• _TEXT FOR ANALYSIS_:
= = = = =

They choose different career paths
Did you know that different groups have different results because of different preferences and career goals?
This is often a controversial position in the academy, but it’s been verified in a recent study on the factors behind the “publication gender gap” between men and women in PhD programs.
It compared men and women in the same programs and how often they submitted scholarly works for publication, as well as differences by academic field:
The authors found that men submitted and published substantially more scholarly works than their female peers. That pattern occurred in both the male-dominated engineering and physical sciences, they note, as well as the more gender-balanced natural and biological sciences and even in the sometimes female-dominated humanities and creative arts and social sciences and applied health fields.
While men were more likely to praise the mentoring they received, the two groups had different goals with regard to their programs:
Men were slightly more likely to report being having been a research assistant at some point (85 percent versus 80 percent). Women, meanwhile, were more likely than men to report having served as a teaching assistant (82 percent versus 76 percent) and report that teaching responsibilities may have impeded their success. Advanced analysis revealed that research assistantships were strong positive predictor of publication submissions, with research assistants submitting 70 percent more manuscripts than those with no such experience. …
Men’s and women’s stated primary career goals also differed in a subsample of survey respondents. Significantly more men than women hoped to obtain a research-intensive faculty position (34 percent versus 25 percent) or a private-sector position (27 percent versus 12 percent).

= = = = =

• _TASK LIST_:
1) Translate this sentence from the passage on the publication gender gap into Spanish: "Men’s and women’s stated primary career goals also differed in a subsample of survey respondents."
2) Write out the part of the passage on the publication gender gap that begins at the words "This is often" and stops after "applied health fields.".
Use nothing but the text above.

= = = = =

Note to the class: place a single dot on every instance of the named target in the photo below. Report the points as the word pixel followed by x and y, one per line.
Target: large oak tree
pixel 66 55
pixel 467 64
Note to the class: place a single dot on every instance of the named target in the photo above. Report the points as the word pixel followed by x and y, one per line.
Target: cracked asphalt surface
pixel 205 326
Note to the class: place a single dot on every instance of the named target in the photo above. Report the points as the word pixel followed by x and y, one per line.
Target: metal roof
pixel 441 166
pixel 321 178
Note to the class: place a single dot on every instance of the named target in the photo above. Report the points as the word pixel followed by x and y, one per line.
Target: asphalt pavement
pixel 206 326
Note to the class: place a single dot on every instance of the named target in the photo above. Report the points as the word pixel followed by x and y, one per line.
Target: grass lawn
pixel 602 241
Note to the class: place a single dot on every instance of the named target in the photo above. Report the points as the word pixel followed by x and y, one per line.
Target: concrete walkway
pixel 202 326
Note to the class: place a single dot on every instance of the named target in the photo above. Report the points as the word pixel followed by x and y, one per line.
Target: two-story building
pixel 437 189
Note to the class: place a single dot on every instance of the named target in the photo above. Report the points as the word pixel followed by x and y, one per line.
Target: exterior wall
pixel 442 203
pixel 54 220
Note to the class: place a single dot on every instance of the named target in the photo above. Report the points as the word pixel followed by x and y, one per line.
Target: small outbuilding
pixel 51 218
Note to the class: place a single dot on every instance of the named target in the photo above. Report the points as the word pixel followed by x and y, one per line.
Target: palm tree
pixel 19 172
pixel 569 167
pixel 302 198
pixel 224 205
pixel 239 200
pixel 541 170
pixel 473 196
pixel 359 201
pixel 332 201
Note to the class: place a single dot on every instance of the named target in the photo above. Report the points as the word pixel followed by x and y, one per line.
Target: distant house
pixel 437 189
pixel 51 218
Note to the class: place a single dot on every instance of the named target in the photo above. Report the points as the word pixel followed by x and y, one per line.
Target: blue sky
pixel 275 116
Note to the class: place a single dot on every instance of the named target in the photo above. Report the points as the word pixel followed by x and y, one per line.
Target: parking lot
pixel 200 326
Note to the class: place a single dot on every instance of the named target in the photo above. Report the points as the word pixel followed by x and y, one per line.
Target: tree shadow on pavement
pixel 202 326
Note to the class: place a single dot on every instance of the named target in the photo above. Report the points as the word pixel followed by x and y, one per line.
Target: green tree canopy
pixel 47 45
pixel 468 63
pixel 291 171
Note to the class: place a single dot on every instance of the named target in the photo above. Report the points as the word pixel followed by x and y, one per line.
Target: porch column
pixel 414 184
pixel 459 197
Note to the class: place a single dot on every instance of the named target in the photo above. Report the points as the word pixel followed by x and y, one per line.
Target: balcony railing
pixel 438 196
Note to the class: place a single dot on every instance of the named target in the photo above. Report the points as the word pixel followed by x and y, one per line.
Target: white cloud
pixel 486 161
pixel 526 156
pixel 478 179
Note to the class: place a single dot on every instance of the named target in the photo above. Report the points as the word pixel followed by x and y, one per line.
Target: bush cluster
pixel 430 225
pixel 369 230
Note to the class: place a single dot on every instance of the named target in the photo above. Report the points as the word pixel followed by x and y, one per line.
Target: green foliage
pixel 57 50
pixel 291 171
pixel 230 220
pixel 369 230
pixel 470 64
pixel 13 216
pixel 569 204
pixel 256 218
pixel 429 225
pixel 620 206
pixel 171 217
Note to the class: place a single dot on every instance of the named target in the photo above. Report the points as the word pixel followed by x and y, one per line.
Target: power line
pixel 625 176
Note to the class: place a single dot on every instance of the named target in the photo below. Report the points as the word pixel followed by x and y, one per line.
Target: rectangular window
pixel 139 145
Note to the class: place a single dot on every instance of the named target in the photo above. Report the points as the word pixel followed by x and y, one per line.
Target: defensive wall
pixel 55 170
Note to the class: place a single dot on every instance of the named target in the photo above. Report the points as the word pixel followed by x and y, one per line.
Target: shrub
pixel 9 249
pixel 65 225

= = = = =

• _ANSWERS BY ITEM NUMBER_:
1) Los objetivos profesionales principales declarados por hombres y mujeres también diferían en una submuestra de los encuestados.

2)
This is often a controversial position in the academy, but it’s been verified in a recent study on the factors behind the “publication gender gap” between men and women in PhD programs.
It compared men and women in the same programs and how often they submitted scholarly works for publication, as well as differences by academic field:
The authors found that men submitted and published substantially more scholarly works than their female peers. That pattern occurred in both the male-dominated engineering and physical sciences, they note, as well as the more gender-balanced natural and biological sciences and even in the sometimes female-dominated humanities and creative arts and social sciences and applied health fields.